### [PAGE TEXT]

--- --- ---

The Mighty Launches Its First Condition Guide
Before I joined The Mighty, I worked for a large digital health publisher overseeing the site’s Crohn’s disease content. I edited hundreds of articles about Crohn’s and inflammatory bowel disease (IBD).
I thought I knew everything there was to know about Crohn’s, but there was one thing I didn’t know — that I had it.
I was diagnosed with Crohn’s disease three months after leaving that job. When I saw my new gastroenterologist to discuss my treatment plan, we spoke about the disease like colleagues.
“Corticosteroids,” I told him. “That’s the first line of defense, so I’m guessing we’ll start there.”
He smiled, nodded and asked, “You know so much about Crohn’s, how could you not know you have it?”
That question bothered me for years. The answer, however, is quite simple.
Crohn’s is defined as a disease that has periods of remission. The disease flares or is quiet. I’d felt sick since my teens with various bouts of bleeding, consistent pain and digestive issues. Until the big flare that landed me in the emergency room, there were very few fluctuations. Even now, when I am technically in remission, I still have digestive pain.
This distinction may seem nuanced, but I’ve never seen it mentioned anywhere. At least, not in the articles I’ve edited. When I spoke to the people with IBD I’ve met in my career as a journalist, I asked them if the disease is as black-and-white as is painted — disease or remission. Every single person I asked said they’ve yet to return to how they felt before their diagnosis. That remission is murky.

--- --- ---

### [DATA PROVIDED]

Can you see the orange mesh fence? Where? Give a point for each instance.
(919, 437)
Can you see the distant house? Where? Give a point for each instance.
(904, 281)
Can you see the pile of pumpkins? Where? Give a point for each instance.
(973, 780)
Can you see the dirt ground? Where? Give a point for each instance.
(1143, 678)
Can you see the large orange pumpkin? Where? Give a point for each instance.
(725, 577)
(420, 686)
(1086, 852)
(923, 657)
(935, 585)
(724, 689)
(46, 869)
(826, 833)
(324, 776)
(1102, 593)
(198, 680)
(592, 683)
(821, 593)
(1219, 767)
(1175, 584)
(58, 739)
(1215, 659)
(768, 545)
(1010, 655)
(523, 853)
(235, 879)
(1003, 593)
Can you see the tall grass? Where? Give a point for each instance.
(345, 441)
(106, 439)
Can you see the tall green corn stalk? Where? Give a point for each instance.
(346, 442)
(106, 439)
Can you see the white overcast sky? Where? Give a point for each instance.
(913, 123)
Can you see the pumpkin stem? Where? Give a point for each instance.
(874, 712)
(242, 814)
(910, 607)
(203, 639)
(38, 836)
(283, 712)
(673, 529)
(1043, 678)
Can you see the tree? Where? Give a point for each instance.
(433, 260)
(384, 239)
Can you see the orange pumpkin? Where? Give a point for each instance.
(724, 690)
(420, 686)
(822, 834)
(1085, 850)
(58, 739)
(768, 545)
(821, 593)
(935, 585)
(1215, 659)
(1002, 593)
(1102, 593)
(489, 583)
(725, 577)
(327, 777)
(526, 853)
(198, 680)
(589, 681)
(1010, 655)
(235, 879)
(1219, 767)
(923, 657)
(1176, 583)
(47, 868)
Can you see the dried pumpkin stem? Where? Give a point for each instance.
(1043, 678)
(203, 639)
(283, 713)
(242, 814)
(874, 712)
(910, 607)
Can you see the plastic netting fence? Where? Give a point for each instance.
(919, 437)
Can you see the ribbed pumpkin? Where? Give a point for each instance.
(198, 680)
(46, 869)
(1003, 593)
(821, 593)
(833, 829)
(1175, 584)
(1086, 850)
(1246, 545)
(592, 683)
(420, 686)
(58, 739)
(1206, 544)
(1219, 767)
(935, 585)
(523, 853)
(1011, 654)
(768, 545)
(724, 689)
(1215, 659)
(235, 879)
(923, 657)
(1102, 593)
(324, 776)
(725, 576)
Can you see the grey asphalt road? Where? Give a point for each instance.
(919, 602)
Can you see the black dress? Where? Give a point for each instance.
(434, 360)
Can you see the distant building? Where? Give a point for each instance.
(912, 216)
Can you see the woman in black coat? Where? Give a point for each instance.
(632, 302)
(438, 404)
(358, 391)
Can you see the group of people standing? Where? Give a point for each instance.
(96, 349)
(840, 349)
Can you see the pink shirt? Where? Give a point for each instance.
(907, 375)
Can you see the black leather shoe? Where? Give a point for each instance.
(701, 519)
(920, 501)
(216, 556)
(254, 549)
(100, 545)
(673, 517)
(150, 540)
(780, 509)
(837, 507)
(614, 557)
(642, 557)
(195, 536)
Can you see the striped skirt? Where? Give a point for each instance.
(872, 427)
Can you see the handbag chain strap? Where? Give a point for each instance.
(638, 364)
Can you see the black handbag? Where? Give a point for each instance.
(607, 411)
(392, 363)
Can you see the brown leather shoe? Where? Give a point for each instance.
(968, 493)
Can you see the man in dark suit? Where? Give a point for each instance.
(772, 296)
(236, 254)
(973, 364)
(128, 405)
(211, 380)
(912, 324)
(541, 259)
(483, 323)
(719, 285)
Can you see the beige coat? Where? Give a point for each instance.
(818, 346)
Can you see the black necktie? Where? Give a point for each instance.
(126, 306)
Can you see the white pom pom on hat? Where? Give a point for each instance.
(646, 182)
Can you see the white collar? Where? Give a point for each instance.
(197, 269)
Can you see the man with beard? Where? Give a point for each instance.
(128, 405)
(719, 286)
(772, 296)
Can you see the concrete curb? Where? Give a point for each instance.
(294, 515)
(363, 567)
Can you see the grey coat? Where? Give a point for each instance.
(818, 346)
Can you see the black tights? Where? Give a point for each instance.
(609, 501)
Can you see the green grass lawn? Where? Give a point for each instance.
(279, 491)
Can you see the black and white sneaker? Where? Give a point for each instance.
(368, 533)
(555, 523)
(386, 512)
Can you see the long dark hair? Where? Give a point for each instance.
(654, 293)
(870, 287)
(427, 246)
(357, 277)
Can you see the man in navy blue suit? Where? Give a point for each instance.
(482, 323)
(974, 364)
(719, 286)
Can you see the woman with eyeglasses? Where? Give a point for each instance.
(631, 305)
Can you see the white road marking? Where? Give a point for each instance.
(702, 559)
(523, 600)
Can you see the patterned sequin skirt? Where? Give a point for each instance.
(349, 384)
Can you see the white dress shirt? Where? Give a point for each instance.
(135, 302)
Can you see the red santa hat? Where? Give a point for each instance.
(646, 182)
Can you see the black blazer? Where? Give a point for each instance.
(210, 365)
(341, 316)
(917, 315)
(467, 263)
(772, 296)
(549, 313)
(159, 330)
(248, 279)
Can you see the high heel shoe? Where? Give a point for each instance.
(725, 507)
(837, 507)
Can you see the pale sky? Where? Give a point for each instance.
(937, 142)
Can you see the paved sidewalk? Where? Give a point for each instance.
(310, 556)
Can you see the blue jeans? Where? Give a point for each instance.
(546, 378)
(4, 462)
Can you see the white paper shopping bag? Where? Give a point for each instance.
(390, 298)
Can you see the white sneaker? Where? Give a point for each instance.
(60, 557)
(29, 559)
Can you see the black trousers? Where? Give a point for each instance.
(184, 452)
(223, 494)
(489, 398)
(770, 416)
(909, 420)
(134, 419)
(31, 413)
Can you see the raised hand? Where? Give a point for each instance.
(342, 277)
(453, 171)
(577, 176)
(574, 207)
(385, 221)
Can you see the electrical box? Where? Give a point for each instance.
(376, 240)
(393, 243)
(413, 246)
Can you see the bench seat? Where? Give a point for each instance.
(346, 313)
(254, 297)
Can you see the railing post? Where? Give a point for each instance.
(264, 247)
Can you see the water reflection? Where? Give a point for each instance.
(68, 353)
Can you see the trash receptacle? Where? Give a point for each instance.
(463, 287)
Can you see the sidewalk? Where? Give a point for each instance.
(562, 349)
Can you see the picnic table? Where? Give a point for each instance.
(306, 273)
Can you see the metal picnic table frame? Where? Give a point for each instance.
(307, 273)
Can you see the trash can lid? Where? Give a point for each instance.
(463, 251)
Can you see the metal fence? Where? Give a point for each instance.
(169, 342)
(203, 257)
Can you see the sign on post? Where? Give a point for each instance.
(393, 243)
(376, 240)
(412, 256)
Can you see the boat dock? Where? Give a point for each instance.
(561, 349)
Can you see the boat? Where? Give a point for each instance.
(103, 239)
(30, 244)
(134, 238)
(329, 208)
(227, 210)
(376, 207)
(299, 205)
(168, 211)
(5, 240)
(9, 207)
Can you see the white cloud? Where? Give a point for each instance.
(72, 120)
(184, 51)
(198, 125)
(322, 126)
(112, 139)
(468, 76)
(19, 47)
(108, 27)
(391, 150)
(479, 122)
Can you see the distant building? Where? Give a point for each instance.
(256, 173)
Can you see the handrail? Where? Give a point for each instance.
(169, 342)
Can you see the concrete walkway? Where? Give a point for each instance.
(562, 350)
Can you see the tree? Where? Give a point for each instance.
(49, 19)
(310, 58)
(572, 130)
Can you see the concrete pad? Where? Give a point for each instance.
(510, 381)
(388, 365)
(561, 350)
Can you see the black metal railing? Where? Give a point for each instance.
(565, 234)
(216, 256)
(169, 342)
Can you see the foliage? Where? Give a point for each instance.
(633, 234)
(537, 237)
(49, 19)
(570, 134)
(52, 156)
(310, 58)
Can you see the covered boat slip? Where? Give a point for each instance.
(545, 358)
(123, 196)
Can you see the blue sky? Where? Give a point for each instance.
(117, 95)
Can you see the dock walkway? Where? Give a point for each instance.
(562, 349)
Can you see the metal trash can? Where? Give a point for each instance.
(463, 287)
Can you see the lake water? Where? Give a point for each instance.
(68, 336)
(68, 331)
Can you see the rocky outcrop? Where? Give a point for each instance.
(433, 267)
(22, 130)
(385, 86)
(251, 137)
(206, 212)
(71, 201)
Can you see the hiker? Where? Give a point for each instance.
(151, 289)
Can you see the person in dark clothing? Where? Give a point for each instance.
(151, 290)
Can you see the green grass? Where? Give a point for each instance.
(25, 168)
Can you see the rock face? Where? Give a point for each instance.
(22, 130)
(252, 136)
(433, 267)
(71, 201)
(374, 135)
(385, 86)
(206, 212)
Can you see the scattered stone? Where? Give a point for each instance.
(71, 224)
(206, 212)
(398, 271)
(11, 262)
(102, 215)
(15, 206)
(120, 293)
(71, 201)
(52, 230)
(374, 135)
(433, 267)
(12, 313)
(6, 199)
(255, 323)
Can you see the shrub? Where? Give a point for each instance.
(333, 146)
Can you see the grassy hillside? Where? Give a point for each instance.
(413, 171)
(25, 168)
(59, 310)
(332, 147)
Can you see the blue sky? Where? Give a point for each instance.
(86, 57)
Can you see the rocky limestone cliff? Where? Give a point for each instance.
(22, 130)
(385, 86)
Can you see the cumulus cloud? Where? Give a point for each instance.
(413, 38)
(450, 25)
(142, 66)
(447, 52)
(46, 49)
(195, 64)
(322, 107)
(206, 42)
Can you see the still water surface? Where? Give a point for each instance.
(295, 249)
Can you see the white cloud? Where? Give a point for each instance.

--- --- ---

### [ASSIGNMENT 1]
From the Crohn's essay, list the health problems the writer says they had felt since their teens.
### [ASSIGNMENT 2]
Please pull out the passage of the Crohn's essay from "I was diagnosed" to "have digestive pain.".

### [EXERCISE ANSWER 1]
- Bouts of bleeding
- Consistent pain
- Digestive issues

### [EXERCISE ANSWER 2]
I was diagnosed with Crohn’s disease three months after leaving that job. When I saw my new gastroenterologist to discuss my treatment plan, we spoke about the disease like colleagues.
“Corticosteroids,” I told him. “That’s the first line of defense, so I’m guessing we’ll start there.”
He smiled, nodded and asked, “You know so much about Crohn’s, how could you not know you have it?”
That question bothered me for years. The answer, however, is quite simple.
Crohn’s is defined as a disease that has periods of remission. The disease flares or is quiet. I’d felt sick since my teens with various bouts of bleeding, consistent pain and digestive issues. Until the big flare that landed me in the emergency room, there were very few fluctuations. Even now, when I am technically in remission, I still have digestive pain.